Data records

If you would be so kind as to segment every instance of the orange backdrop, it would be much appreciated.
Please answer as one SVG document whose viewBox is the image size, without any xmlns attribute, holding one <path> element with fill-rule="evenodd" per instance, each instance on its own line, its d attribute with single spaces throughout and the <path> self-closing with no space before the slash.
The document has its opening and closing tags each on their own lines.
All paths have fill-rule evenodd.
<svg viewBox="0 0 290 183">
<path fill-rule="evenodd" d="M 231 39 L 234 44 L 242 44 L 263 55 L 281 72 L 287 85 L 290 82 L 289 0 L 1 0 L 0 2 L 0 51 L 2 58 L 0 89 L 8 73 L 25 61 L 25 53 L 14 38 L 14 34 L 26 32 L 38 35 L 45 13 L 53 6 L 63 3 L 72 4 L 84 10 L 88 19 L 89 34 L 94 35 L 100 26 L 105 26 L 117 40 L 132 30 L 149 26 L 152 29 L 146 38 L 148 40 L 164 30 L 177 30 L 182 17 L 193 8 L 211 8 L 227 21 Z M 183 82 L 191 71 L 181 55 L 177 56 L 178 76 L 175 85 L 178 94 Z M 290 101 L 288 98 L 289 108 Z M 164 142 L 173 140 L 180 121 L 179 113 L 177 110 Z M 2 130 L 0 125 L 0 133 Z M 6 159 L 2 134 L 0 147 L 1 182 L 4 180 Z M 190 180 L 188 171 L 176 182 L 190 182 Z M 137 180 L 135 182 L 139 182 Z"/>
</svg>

What to work on
Reproduce every one of the records above word for word, line by line.

Finished answer
If you would be so kind as to segment every instance of the orange backdrop, it would be much appreciated.
Please answer as one SVG document whose viewBox is the image size, without any xmlns attribute, holding one <path> element with fill-rule="evenodd" per instance, each instance on its own line, its d attribute with single spaces throughout and the <path> self-closing with no space before the slash.
The document has its opening and closing tags each on their own lines.
All paths have fill-rule evenodd.
<svg viewBox="0 0 290 183">
<path fill-rule="evenodd" d="M 231 39 L 234 44 L 242 44 L 263 55 L 281 72 L 287 85 L 290 82 L 289 0 L 1 0 L 0 2 L 0 51 L 2 58 L 0 89 L 8 73 L 25 61 L 25 53 L 14 38 L 14 34 L 26 32 L 38 35 L 45 13 L 53 6 L 63 3 L 72 4 L 84 10 L 88 19 L 89 34 L 94 35 L 100 26 L 105 26 L 117 40 L 132 30 L 149 26 L 152 29 L 146 38 L 148 40 L 164 30 L 177 30 L 182 17 L 193 8 L 211 8 L 227 21 Z M 183 82 L 191 71 L 181 55 L 177 56 L 178 76 L 175 85 L 178 94 Z M 290 101 L 288 98 L 289 108 Z M 164 142 L 173 140 L 180 121 L 179 113 L 177 110 Z M 2 130 L 0 125 L 0 133 Z M 6 159 L 2 134 L 0 147 L 1 182 L 4 180 Z M 190 180 L 188 171 L 176 182 L 190 182 Z M 137 180 L 135 182 L 139 182 Z"/>
</svg>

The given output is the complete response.